文本段落:
──────

基于 AdminAPI 部署 MySQL InnoDB Cluster 实践指南

InnoDB Cluster 为 MySQL 提供完整的高可用性解决方案。使用随 MySQL Shell 一起提供的 AdminAPI，可轻松配置和管理一组至少由三个 MySQL Server 实例组成的 InnoDB 集群。使用 InnoDB Cluster 时，MySQL Router 负责读写分离，组复制负责主从同步

InnoDB Cluster 特征

InnoDB Cluster 默认情况下，以单主模式运行，其中集群有一个主服务器接受读写查询（R/W），集群中的所有其余实例只接受读取查询（R/O）。而多主模式下，所有节点均可读写
InnoDB Cluster 实例由各实例的 server_uuid 变量标识
InnoDB Cluster 中至少需要三个实例才能容忍一个实例的故障，添加更多实例会增加对 InnoDB Cluster 故障的容忍度，最大实例数为 9
InnoDB Cluster 中的每个 MySQL 服务器实例都运行 MySQL Group Replication，其提供 InnoDB Cluster 中复制数据的机制，具有内置的故障转移功能，甚至可以在 InnoDB Cluster 在线时更改集群的拓扑结构
当集群失去法定人数时，您将无法再处理集群的写入事务，或更改集群的拓扑结构，如添加、重新加入、删除实例。但是，如果您有一个包含 InnoDB Cluster 元数据的在线实例，则可以恢复具有法定人数的集群
如果集群的所有实例都运行 MySQL 服务器版本 8.0.15 或更高版本，可在线更改集群的拓扑结构
在 MySQL 8.0.17+，InnoDB Cluster 集成 MySQL Clone 插件，以提供加入实例时的自动配置。在之前版本中，Group Replication 只提供异步复制将新实例与集群主实例同步，然而对于具有大量事务的集群，新实例在能够加入集群之前，可能需要很长时间才能恢复所有事务
MySQL Router 可基于 InnoDB Cluster 自动配置自己，在一个称为引导的过程中，您无需手动配置路由，MySQL Router 透明地将客户端应用程序连接到 InnoDB 集群，为客户端连接提供路由和负载平衡

MySQL 实例配置

1、各 MySQL 实例配置（/etc/my.cnf）

[mysqld]
server_id = 1                   # 不同节点之 MySQL 实例，server_id 需保持不同
log_timestamps = SYSTEM         # 默认时间戳格式为 UTC ，与北京时间相差 8 小时
default-authentication-plugin = caching_sha2_password

datadir=/var/lib/mysql
socket=/var/lib/mysql/mysql.sock
log-error=/var/log/mysqld.log
pid-file=/var/run/mysqld/mysqld.pid

# 启用 mysql bin 日志，并设置日志前缀名称为 binlog; 配置选项 skip-log-bin 可禁用 binlog
log_bin = binlog
binlog_format = ROW

sync_binlog = 10
innodb_flush_log_at_trx_commit = 2

# 各类缓冲区大小设置
innodb_buffer_pool_size = 128M
join_buffer_size = 128M
sort_buffer_size = 2M
read_rnd_buffer_size = 2M

max_connections = 1000

MySQL 配置检查

1、必须配置各节点主机名与其 IP 地址的映射，否则添加组实例时报错 !!

──────

可用数据:
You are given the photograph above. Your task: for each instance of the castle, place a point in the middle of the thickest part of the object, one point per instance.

──────

任务目标 A:
根据上方关于部署 InnoDB Cluster 的原文，一个 InnoDB 集群最多可以包含多少个实例？
任务目标 B:
请续写上方关于部署 InnoDB Cluster 的原文，从它的最后一句之后接着写下去。

练习作答 A:
InnoDB Cluster 的最大实例数为 9。

练习作答 B:
cat /etc/hosts
192.168.31.11 a1
192.168.31.12 a2
192.168.31.13 a3

2、为各 MySQL 实例的账号授予组复制权限，及验证各实例是否满足 Group Replication 要求

-- 为用户 'root'@'%' 授予组复制管理相关权限
MySQL  localhost:33060+ ssl  SQL > GRANT CLONE_ADMIN, CONNECTION_ADMIN, GROUP_REPLICATION_ADMIN, PERSIST_RO_VARIABLES_ADMIN, REPLICATION_APPLIER, REPLICATION_SLAVE_ADMIN, ROLE_ADMIN, SYSTEM_VARIABLES_ADMIN ON *.* TO 'root'@'%' WITH GRANT OPTION;

-- 验证当前实例是否满足 Group Replication 要求
MySQL  localhost:33060+ ssl  JS > dba.checkInstanceConfiguration()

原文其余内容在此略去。